Text provided:
The Court in Hertz also specifically contemplated the complexity of America's increasingly diverse corporate landscape in relation to the principal place of business analysis. Id. at 94-95. And, while it may be common for a corporation to have various operational locations within the United States, the Court placed an emphasis on the justified expectations of the parties vis-a-vis their principal place of business, reasoning that predictability as to a corporation's liability is valuable to corporation, and that upholding those expectations would benefit a plaintiff deciding whether to bring suit in state or federal court. Id.

Turning back to the case at hand, Luedtke Trucking argues that venue is improper here because it is incorporated and domiciled in Indiana, and that John Doe is incapable of being identified from Steinberg's Complaint. Because the parties concede that Luedtke Trucking is indeed incorporated in the State of Indiana, the Court needn't inquire further on that front, and this analysis becomes one of Luedtke Trucking's principal place of business.

Exercise brief: In the court excerpt above, in which state do the parties agree Luedtke Trucking is incorporated?

Material:

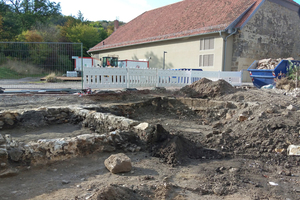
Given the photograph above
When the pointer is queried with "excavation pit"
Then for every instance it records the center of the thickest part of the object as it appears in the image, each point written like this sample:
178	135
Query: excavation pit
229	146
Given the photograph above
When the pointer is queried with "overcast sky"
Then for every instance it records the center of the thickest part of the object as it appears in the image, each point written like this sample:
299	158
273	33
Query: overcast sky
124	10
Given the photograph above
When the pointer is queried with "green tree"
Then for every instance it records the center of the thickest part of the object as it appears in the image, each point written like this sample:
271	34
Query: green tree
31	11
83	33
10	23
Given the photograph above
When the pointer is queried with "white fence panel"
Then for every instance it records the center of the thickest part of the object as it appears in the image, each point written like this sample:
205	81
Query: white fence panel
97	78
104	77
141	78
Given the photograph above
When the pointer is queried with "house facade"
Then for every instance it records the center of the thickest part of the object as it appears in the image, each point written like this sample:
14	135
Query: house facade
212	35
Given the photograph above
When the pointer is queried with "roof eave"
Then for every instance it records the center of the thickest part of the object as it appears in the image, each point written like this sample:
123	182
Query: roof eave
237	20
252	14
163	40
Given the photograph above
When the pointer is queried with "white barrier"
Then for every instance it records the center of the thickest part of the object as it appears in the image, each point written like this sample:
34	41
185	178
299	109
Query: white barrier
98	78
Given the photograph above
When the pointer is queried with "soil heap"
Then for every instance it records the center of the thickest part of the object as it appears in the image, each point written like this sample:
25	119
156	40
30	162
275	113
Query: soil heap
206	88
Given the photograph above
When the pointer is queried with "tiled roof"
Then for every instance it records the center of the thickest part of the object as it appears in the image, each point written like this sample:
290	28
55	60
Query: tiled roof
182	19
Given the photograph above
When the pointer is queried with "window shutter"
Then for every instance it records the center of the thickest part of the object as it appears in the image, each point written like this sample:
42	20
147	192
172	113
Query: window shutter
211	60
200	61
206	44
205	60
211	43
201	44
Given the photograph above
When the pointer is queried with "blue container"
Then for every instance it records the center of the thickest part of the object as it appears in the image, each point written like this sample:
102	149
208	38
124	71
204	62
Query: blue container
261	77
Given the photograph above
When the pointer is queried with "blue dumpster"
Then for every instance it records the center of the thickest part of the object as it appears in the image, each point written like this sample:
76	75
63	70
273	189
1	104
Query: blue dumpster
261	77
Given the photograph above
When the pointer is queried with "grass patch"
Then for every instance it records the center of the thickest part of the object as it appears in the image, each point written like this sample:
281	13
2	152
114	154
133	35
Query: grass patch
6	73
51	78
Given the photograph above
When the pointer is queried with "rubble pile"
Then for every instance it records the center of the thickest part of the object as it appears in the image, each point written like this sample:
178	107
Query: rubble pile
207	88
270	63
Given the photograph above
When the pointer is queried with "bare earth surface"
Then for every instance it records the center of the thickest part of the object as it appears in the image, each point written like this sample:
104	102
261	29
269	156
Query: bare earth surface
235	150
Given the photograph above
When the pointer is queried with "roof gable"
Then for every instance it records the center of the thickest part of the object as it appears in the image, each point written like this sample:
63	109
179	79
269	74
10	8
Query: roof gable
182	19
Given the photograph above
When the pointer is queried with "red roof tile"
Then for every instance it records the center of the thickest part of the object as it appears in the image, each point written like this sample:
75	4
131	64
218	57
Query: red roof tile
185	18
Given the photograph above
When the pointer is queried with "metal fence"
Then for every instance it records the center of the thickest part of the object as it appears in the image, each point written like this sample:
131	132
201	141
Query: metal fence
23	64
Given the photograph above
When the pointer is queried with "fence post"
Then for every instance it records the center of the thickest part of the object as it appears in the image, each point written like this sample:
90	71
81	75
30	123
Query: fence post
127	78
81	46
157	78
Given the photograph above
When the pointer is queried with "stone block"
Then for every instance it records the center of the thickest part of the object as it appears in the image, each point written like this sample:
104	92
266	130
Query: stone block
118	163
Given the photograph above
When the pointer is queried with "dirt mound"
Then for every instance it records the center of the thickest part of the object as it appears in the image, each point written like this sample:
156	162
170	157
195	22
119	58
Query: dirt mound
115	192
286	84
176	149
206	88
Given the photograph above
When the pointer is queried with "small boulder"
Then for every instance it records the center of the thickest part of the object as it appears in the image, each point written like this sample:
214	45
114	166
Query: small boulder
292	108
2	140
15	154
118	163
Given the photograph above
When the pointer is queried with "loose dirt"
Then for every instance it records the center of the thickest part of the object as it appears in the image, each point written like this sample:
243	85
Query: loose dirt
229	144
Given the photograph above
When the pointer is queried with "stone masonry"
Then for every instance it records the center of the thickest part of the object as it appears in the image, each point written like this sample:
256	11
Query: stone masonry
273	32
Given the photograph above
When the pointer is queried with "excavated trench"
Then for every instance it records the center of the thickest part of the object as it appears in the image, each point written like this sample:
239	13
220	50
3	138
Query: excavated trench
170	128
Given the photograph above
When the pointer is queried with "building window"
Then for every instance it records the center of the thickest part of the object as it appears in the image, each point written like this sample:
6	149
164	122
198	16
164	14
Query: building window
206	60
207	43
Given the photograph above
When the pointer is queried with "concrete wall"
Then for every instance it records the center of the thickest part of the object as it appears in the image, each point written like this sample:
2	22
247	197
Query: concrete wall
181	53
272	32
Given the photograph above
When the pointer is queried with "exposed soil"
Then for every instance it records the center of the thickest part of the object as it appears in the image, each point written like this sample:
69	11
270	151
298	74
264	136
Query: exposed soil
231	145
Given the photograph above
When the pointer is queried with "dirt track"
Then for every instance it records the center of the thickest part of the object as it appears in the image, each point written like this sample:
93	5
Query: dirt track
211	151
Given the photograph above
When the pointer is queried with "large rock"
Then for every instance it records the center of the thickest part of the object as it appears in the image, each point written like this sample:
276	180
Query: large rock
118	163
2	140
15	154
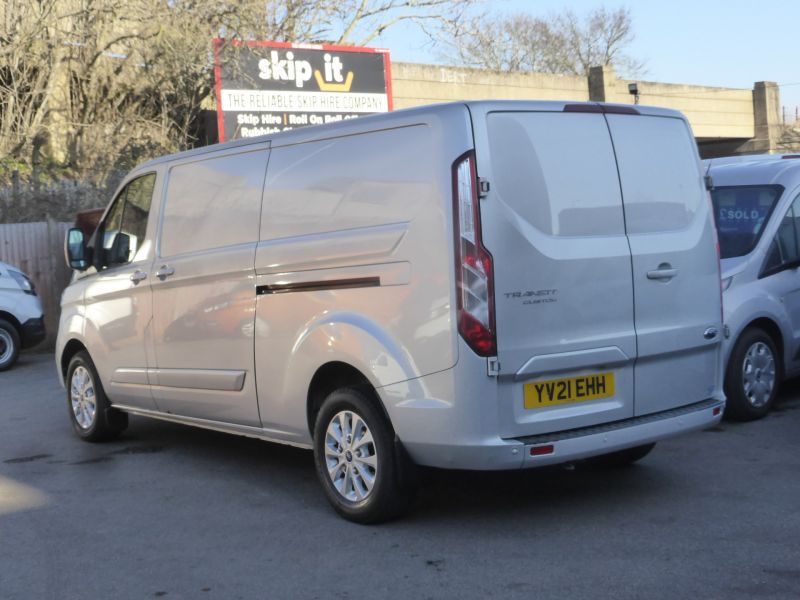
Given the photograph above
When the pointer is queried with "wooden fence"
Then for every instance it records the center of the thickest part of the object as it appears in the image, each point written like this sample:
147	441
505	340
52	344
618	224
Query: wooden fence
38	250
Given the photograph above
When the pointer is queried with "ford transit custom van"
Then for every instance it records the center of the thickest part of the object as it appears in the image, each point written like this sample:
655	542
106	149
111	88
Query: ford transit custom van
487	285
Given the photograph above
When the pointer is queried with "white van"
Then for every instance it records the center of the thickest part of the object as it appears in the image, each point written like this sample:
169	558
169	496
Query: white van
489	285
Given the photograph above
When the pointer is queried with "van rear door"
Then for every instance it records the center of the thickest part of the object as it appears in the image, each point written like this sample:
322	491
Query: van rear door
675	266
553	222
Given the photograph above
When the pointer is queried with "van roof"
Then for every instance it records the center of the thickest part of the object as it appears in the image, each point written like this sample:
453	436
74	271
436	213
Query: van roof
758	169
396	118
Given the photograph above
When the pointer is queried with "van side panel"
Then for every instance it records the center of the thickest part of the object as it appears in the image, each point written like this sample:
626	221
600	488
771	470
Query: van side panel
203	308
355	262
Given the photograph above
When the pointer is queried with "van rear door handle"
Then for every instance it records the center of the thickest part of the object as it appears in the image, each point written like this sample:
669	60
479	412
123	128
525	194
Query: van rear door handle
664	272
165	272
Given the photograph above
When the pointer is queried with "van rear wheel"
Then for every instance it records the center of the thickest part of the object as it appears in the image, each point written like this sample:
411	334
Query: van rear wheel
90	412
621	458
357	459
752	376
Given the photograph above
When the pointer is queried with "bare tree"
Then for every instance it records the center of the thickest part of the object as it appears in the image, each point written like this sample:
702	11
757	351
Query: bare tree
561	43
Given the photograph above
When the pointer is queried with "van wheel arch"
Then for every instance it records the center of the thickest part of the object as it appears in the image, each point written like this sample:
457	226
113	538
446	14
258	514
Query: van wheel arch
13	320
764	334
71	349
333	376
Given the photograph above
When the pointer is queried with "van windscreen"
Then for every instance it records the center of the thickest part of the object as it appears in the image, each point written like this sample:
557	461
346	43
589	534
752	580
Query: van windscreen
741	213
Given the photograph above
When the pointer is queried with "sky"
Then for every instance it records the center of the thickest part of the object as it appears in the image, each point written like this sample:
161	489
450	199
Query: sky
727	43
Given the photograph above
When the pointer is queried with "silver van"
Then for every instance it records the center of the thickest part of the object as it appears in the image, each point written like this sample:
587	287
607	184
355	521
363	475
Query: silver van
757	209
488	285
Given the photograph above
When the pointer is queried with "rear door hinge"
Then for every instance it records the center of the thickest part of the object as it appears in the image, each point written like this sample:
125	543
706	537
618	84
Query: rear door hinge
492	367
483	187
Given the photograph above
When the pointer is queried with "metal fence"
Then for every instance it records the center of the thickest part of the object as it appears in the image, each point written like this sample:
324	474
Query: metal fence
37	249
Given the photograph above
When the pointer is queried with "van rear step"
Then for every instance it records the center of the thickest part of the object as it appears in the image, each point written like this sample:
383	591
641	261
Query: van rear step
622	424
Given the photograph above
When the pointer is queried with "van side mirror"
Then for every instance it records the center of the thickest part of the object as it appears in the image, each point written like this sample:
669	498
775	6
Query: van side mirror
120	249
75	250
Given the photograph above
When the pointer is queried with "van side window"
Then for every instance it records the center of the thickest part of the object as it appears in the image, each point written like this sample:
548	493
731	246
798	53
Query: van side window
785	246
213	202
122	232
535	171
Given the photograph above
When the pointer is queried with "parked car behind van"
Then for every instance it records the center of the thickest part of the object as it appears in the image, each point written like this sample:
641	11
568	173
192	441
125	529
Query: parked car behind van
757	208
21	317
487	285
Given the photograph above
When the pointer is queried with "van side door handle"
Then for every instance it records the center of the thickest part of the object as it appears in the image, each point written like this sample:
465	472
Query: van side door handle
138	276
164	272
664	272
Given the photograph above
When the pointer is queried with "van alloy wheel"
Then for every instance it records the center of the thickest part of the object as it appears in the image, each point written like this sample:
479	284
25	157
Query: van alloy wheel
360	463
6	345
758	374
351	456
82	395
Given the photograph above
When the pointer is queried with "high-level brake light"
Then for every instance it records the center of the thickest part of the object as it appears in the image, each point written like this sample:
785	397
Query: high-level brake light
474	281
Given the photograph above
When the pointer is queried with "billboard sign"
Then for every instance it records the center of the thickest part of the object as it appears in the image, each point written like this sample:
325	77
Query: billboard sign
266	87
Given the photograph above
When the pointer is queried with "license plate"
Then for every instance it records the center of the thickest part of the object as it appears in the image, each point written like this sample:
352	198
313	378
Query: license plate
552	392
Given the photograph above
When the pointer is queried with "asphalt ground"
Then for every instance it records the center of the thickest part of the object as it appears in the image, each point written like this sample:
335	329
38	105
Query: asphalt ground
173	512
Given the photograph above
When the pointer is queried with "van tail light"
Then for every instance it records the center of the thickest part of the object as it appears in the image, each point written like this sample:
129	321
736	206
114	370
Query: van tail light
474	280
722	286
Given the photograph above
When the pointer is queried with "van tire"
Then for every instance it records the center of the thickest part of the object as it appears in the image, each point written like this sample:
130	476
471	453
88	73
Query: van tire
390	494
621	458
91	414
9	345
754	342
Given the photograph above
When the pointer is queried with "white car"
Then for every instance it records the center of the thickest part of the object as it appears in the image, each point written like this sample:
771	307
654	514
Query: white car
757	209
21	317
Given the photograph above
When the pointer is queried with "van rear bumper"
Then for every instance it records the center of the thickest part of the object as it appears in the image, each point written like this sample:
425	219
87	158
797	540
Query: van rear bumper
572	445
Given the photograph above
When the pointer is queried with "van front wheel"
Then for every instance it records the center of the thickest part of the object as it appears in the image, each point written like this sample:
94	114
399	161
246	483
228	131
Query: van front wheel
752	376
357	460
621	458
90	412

Solution below: Indiana